(Excerpts of location labeling data)
★ ★ ★ ★ ★

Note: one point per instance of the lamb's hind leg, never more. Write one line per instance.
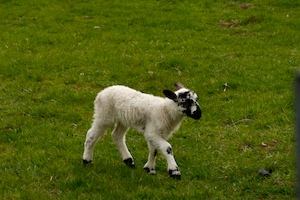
(118, 136)
(94, 133)
(150, 165)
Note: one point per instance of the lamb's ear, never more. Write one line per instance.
(171, 95)
(178, 85)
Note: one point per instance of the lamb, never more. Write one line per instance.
(155, 117)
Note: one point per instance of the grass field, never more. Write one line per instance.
(55, 56)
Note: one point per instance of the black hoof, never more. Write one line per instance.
(129, 162)
(175, 174)
(86, 162)
(147, 169)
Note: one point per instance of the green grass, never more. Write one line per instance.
(55, 56)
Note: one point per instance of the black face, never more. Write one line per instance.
(187, 101)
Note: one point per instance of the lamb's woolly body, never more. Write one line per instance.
(156, 117)
(120, 104)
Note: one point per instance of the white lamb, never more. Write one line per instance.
(156, 117)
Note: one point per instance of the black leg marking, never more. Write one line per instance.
(155, 152)
(87, 162)
(129, 162)
(169, 150)
(175, 174)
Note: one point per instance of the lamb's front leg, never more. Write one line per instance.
(167, 151)
(150, 165)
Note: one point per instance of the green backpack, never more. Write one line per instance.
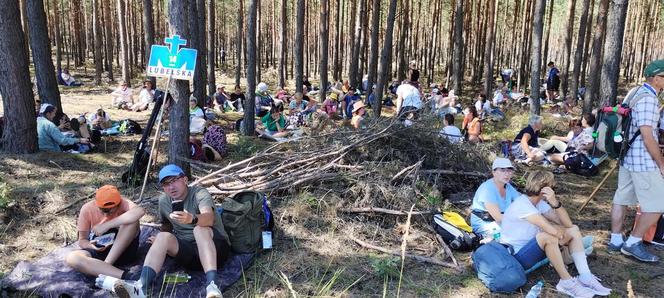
(246, 216)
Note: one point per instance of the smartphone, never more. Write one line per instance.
(177, 206)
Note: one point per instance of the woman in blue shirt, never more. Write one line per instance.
(492, 199)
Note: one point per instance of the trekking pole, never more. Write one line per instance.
(598, 186)
(157, 136)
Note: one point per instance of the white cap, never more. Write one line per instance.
(501, 163)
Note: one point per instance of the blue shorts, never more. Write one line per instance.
(530, 254)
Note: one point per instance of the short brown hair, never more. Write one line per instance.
(537, 180)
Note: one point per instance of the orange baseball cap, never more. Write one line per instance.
(107, 196)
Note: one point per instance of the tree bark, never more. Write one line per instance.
(248, 126)
(47, 84)
(178, 142)
(299, 46)
(324, 40)
(20, 130)
(612, 51)
(592, 91)
(536, 56)
(386, 54)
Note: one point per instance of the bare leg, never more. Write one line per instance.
(206, 249)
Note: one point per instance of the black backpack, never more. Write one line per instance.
(579, 163)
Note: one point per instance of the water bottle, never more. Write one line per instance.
(536, 290)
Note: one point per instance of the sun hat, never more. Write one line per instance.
(107, 196)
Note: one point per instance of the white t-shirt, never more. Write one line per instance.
(515, 229)
(410, 95)
(452, 133)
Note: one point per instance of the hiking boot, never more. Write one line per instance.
(638, 251)
(593, 284)
(212, 291)
(126, 289)
(574, 288)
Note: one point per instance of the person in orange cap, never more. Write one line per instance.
(108, 234)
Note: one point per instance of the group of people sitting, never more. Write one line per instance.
(192, 234)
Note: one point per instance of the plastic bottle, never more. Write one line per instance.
(536, 290)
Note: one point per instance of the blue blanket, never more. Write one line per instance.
(51, 277)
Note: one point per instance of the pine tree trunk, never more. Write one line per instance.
(248, 126)
(148, 24)
(124, 46)
(47, 84)
(385, 57)
(592, 91)
(536, 56)
(583, 22)
(211, 47)
(20, 128)
(373, 56)
(299, 46)
(612, 51)
(488, 48)
(324, 44)
(178, 142)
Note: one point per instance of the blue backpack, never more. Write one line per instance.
(498, 269)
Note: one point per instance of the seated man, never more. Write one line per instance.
(492, 199)
(108, 214)
(191, 233)
(536, 224)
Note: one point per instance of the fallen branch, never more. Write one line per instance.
(398, 254)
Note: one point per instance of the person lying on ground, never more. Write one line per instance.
(492, 199)
(192, 234)
(144, 98)
(112, 217)
(582, 143)
(358, 116)
(49, 136)
(68, 79)
(536, 224)
(472, 125)
(449, 131)
(122, 97)
(525, 145)
(263, 100)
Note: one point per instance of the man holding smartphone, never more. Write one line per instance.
(114, 218)
(191, 233)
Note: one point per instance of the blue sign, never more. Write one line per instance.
(175, 62)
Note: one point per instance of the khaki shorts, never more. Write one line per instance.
(643, 188)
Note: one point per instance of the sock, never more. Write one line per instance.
(210, 276)
(581, 264)
(616, 239)
(147, 276)
(632, 240)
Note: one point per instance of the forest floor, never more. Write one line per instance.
(313, 254)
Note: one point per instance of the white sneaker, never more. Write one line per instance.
(125, 289)
(213, 291)
(574, 288)
(594, 284)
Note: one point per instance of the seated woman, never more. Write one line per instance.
(524, 147)
(536, 224)
(472, 125)
(274, 122)
(492, 199)
(582, 143)
(49, 136)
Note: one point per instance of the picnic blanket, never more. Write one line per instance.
(51, 277)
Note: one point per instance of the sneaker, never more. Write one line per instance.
(639, 252)
(593, 284)
(212, 291)
(574, 288)
(126, 289)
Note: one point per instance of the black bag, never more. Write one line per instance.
(453, 236)
(579, 163)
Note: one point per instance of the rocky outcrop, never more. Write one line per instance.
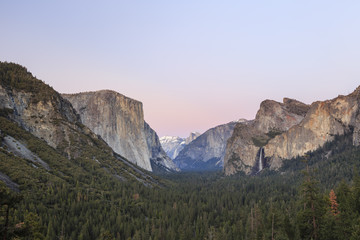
(207, 151)
(39, 109)
(322, 122)
(41, 130)
(158, 158)
(245, 144)
(173, 145)
(119, 120)
(284, 131)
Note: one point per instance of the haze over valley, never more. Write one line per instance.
(180, 120)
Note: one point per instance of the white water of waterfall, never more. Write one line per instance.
(260, 160)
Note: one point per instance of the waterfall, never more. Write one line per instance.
(261, 159)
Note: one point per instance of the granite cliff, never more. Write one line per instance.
(290, 129)
(119, 120)
(323, 121)
(43, 140)
(245, 146)
(207, 151)
(173, 145)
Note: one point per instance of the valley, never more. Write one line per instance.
(88, 166)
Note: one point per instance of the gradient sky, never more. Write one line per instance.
(193, 64)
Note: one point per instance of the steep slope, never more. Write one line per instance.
(41, 136)
(159, 159)
(173, 145)
(321, 124)
(119, 120)
(207, 151)
(250, 150)
(244, 151)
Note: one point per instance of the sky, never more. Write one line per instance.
(193, 64)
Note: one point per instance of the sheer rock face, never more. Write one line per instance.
(53, 120)
(291, 129)
(119, 120)
(323, 121)
(157, 153)
(174, 145)
(206, 151)
(273, 118)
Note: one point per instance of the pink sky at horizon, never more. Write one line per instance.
(193, 65)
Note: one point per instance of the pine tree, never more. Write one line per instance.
(333, 203)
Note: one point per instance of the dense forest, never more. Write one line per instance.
(317, 197)
(99, 195)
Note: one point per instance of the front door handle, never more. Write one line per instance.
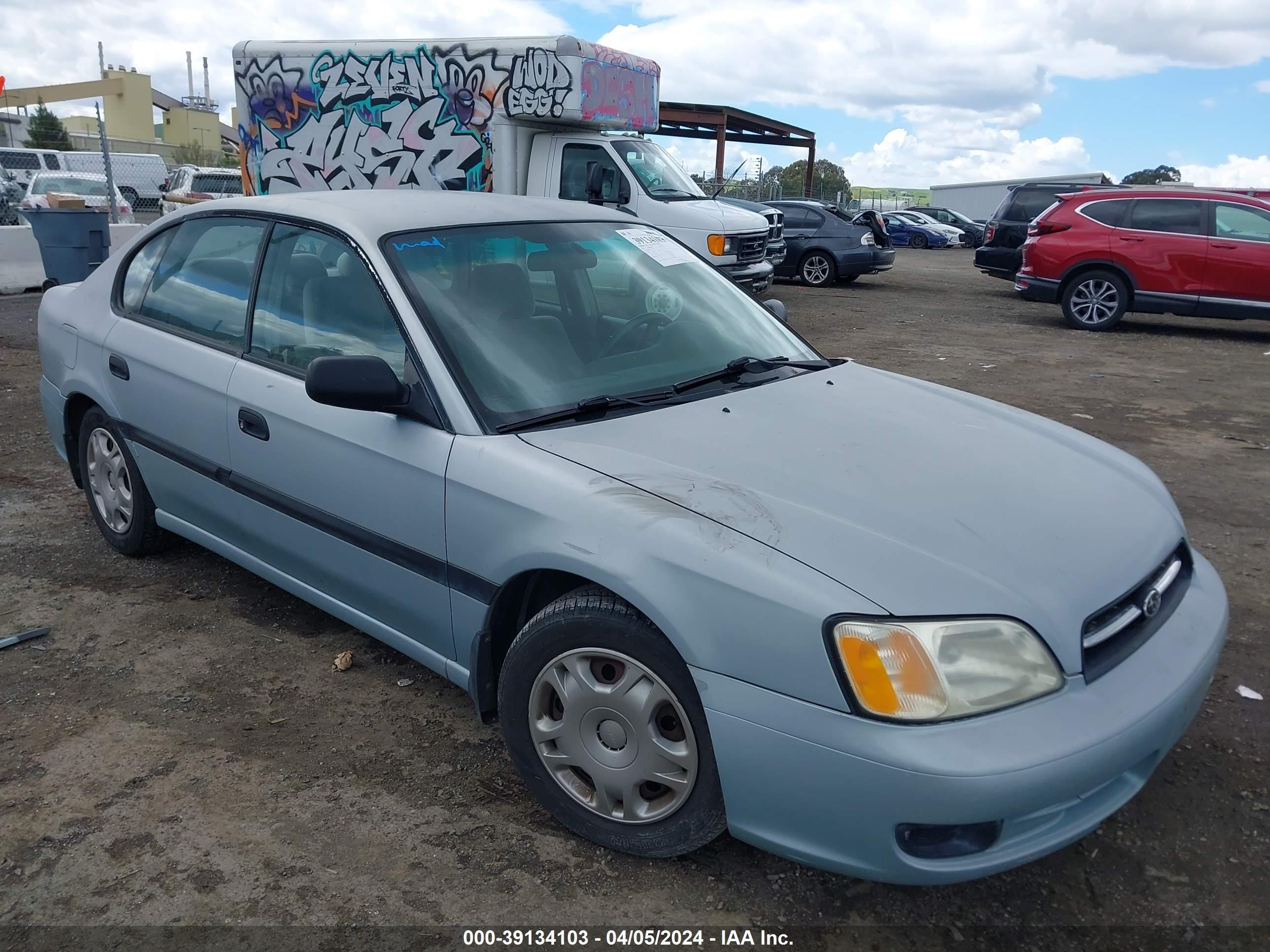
(253, 424)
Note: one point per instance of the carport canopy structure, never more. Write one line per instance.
(724, 125)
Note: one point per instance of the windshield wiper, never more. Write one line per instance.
(747, 365)
(599, 406)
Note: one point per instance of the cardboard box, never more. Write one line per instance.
(60, 200)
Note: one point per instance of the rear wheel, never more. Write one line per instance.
(117, 495)
(605, 726)
(817, 270)
(1095, 300)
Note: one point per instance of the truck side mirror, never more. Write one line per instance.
(595, 182)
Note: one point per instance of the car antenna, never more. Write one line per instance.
(729, 179)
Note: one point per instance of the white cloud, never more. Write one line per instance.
(59, 37)
(1236, 172)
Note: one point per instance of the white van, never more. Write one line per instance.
(556, 117)
(25, 163)
(139, 175)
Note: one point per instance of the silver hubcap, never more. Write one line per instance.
(612, 735)
(1095, 301)
(816, 270)
(109, 480)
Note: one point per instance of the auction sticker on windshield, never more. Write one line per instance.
(657, 247)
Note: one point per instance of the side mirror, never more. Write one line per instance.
(595, 182)
(356, 382)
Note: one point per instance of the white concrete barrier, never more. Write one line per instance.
(21, 268)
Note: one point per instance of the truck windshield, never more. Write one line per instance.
(535, 318)
(657, 170)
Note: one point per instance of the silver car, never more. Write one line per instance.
(706, 578)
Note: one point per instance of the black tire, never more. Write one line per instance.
(817, 270)
(594, 618)
(142, 535)
(1095, 300)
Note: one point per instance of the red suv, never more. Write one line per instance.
(1184, 252)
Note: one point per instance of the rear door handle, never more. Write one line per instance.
(253, 424)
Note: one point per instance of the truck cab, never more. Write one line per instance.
(553, 117)
(636, 174)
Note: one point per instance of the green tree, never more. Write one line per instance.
(1152, 177)
(46, 131)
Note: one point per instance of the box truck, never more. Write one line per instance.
(543, 116)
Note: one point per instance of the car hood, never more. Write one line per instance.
(924, 499)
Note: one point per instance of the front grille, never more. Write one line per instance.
(1116, 631)
(751, 248)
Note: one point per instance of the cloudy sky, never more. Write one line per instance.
(902, 93)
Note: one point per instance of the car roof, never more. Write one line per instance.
(375, 212)
(1200, 193)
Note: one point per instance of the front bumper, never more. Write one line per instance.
(997, 262)
(755, 277)
(867, 261)
(1033, 289)
(830, 788)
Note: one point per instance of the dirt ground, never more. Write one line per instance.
(179, 753)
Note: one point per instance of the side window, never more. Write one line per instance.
(1178, 216)
(318, 299)
(140, 270)
(573, 172)
(1109, 212)
(795, 217)
(204, 280)
(1242, 223)
(1029, 202)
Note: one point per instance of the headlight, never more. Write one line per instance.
(722, 244)
(934, 671)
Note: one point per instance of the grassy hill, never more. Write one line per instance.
(916, 196)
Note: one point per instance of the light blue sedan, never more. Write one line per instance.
(706, 578)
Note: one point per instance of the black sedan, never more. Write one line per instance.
(826, 244)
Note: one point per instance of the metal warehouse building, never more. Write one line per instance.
(980, 200)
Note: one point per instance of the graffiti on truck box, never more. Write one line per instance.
(340, 121)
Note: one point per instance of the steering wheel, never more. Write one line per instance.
(644, 320)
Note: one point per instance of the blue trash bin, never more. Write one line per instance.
(73, 241)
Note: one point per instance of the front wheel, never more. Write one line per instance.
(605, 726)
(1095, 301)
(817, 270)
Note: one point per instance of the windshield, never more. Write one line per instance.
(657, 170)
(217, 184)
(69, 184)
(534, 318)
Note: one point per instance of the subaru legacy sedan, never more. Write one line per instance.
(705, 577)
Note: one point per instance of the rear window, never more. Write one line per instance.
(1030, 202)
(1109, 211)
(19, 160)
(1178, 216)
(217, 184)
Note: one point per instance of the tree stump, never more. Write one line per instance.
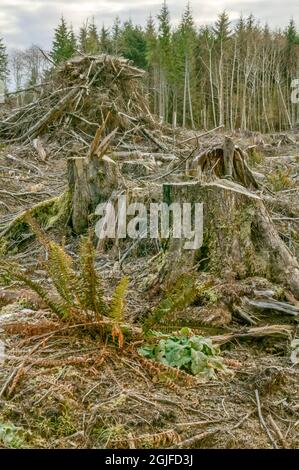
(90, 181)
(239, 236)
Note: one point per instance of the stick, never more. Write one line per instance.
(262, 421)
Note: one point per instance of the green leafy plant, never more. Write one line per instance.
(191, 353)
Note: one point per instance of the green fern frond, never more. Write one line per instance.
(60, 269)
(91, 289)
(117, 305)
(11, 270)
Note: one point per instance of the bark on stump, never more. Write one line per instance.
(90, 181)
(239, 236)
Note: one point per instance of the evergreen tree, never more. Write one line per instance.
(222, 27)
(151, 42)
(116, 37)
(73, 41)
(164, 30)
(3, 61)
(134, 44)
(105, 41)
(63, 46)
(291, 33)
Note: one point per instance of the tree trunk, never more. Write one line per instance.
(239, 236)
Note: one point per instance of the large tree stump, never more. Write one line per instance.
(90, 181)
(238, 236)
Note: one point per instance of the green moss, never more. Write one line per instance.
(57, 423)
(47, 214)
(11, 436)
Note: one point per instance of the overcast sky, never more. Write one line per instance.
(23, 22)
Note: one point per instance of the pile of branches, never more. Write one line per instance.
(77, 96)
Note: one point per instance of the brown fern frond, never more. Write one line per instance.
(13, 271)
(163, 438)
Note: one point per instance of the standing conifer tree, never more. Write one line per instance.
(63, 44)
(93, 42)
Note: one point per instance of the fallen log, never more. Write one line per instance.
(276, 331)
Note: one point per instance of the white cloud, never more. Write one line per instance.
(23, 22)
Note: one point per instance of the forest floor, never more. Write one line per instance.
(60, 387)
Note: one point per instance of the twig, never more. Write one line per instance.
(202, 135)
(262, 421)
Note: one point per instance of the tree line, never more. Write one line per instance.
(237, 75)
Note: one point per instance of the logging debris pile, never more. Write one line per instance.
(78, 95)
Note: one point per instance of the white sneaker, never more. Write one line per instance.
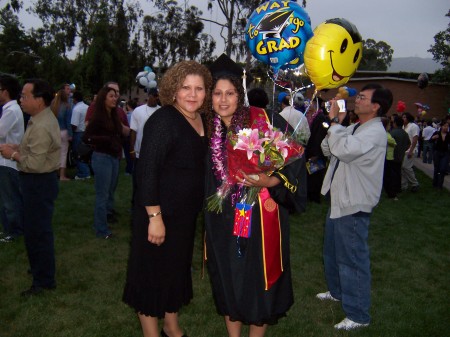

★ ★ ★ ★ ★

How many lines in the material above contain the string "orange"? Case counts. Reply with the number alone.

_ANSWER TO THIS EXERCISE:_
2